__Work to do__. Working from the line that contains "Target: man's black cap" down to the last line below, repeat each line exactly.

__Dataset records__.
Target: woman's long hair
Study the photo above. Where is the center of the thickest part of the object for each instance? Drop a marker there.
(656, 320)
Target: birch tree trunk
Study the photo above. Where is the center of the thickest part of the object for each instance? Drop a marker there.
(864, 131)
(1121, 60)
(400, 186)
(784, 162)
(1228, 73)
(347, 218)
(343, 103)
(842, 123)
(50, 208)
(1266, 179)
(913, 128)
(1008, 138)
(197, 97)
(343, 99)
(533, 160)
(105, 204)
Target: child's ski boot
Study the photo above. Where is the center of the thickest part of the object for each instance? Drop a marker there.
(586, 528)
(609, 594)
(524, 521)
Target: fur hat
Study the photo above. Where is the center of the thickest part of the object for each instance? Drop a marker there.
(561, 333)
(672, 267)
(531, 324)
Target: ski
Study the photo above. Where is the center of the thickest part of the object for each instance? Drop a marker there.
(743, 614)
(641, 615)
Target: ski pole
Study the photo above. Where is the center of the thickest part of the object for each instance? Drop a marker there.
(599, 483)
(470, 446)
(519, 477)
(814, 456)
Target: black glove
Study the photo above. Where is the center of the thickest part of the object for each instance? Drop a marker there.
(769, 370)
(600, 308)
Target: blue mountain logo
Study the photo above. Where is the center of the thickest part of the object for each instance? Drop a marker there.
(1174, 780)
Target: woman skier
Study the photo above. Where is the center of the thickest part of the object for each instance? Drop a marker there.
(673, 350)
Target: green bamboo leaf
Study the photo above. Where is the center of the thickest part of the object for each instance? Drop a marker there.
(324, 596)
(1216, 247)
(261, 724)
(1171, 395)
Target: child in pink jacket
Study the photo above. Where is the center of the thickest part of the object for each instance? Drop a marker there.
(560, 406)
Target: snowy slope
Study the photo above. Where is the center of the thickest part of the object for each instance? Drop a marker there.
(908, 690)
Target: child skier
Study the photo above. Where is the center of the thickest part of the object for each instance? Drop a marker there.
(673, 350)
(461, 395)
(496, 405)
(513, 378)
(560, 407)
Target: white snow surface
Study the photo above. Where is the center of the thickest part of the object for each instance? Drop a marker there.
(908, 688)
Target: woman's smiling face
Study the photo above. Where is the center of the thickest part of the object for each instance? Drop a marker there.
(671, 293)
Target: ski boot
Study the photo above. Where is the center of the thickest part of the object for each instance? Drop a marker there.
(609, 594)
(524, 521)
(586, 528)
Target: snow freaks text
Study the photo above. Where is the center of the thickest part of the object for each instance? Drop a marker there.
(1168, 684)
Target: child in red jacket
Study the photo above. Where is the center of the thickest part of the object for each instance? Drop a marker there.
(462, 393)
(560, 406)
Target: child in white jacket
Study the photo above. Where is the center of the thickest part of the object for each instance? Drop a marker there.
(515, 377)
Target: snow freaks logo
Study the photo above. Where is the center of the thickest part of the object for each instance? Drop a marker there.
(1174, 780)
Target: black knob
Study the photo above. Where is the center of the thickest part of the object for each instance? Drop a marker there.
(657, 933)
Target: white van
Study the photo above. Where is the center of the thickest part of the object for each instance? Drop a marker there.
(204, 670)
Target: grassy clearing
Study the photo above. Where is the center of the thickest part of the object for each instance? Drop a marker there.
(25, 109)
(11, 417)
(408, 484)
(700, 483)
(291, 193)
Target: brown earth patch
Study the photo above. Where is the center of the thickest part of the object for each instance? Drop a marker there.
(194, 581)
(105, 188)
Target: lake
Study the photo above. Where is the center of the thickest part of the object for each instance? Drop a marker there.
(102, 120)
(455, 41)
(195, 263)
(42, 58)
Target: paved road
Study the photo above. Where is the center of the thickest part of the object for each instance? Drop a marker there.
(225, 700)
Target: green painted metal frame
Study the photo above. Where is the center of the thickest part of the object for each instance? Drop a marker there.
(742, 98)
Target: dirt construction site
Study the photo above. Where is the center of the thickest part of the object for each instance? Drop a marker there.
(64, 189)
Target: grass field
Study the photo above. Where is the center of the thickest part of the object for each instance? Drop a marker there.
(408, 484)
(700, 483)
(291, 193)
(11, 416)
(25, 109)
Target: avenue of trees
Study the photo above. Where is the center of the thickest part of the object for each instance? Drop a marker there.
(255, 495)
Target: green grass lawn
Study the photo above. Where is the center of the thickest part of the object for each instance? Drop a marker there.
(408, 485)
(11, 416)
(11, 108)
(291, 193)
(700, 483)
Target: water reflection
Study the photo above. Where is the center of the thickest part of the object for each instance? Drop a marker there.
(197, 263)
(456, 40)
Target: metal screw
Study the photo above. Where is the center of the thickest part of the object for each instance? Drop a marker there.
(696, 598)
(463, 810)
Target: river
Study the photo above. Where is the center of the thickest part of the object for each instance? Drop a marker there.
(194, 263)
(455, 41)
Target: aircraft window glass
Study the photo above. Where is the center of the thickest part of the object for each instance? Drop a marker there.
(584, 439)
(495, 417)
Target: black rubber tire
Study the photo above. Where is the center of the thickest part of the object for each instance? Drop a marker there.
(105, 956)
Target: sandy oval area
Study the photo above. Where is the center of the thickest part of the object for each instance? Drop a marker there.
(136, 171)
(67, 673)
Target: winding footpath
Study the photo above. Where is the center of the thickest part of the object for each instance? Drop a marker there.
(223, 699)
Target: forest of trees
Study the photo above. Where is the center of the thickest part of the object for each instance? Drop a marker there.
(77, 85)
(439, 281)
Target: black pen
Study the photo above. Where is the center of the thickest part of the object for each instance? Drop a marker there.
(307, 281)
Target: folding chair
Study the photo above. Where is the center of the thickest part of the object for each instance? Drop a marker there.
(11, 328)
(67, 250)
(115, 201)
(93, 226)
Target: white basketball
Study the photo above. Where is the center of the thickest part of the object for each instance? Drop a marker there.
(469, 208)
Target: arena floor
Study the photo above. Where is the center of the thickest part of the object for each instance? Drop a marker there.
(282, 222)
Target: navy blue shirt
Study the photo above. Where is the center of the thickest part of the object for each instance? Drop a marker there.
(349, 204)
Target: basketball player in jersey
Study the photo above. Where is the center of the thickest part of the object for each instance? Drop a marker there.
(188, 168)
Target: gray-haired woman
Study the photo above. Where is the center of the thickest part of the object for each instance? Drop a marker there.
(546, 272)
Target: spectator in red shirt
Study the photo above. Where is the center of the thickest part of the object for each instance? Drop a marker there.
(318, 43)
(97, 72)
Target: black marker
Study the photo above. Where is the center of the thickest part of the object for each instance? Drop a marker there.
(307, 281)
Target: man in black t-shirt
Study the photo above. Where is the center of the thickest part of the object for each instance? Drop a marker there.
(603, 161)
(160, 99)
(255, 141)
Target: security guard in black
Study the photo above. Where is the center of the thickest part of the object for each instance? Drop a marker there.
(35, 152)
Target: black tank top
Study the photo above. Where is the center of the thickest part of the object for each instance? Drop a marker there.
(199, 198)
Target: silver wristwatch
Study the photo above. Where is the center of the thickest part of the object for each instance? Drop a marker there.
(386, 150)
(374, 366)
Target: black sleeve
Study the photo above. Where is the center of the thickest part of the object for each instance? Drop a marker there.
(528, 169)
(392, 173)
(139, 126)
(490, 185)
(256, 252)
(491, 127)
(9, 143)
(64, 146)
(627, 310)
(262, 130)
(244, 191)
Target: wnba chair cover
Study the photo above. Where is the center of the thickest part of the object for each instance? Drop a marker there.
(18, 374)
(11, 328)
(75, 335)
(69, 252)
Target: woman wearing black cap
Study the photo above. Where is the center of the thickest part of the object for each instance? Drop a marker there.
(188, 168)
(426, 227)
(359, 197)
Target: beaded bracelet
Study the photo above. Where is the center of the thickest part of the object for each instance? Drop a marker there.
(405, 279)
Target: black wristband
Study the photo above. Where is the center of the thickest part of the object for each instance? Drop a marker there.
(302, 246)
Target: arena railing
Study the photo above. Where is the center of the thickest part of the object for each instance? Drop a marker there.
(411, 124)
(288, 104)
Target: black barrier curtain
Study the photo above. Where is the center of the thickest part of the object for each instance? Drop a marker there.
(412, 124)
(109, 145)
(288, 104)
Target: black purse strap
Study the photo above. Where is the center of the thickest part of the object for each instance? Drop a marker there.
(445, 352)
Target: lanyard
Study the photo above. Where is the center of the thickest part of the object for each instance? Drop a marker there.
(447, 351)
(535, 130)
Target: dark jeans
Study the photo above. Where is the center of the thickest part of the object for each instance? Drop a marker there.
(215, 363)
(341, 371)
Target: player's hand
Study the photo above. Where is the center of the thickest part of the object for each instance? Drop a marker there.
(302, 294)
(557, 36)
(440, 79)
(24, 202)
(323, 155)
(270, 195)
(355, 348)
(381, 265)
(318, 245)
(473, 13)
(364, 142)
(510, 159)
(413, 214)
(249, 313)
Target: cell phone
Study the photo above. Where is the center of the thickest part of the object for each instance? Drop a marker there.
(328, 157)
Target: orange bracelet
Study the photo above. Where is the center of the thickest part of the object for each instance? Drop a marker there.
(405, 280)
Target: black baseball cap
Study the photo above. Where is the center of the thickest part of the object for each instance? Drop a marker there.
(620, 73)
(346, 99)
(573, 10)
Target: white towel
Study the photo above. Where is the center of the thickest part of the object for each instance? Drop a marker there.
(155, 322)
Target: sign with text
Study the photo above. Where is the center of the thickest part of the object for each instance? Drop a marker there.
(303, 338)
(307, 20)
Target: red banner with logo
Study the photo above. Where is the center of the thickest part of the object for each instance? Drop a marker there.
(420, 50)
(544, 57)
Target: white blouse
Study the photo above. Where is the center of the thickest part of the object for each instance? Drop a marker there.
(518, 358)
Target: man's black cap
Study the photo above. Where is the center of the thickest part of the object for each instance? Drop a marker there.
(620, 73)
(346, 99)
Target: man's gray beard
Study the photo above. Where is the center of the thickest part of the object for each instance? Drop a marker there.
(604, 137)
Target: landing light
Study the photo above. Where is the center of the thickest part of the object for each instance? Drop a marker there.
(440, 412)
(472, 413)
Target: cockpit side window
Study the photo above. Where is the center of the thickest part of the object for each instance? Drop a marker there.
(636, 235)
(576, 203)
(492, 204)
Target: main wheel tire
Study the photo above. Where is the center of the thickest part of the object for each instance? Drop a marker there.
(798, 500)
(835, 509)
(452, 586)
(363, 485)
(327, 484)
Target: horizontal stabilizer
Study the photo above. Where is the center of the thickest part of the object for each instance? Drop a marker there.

__Solution__.
Target: man's black cap
Study the photo above. Where is the center of the thickest part of the object for each instance? Drop a marker there.
(620, 73)
(346, 99)
Target: man's gray beard
Study the photo above. Where is the center of the thickest part of the object for each instance? Drop a marker there.
(604, 137)
Target: landing light
Study the photo above. Where is the center of the thickest part of the object for each instance? Drop a marker there.
(440, 412)
(472, 413)
Target: cockpit side window
Study the photo above. Where is the center of the thickest part of the object for each instance? Drop a marker there.
(636, 235)
(576, 203)
(492, 204)
Target: main wheel tire
Study the photo above. Where is the center of the thickest part of the object for each instance? Drop a marker there.
(798, 500)
(835, 509)
(452, 586)
(363, 485)
(327, 484)
Target: horizontal stabilizer
Study the photo above. Where is the center of the thickest part of the object for each instance? Drop a marker there.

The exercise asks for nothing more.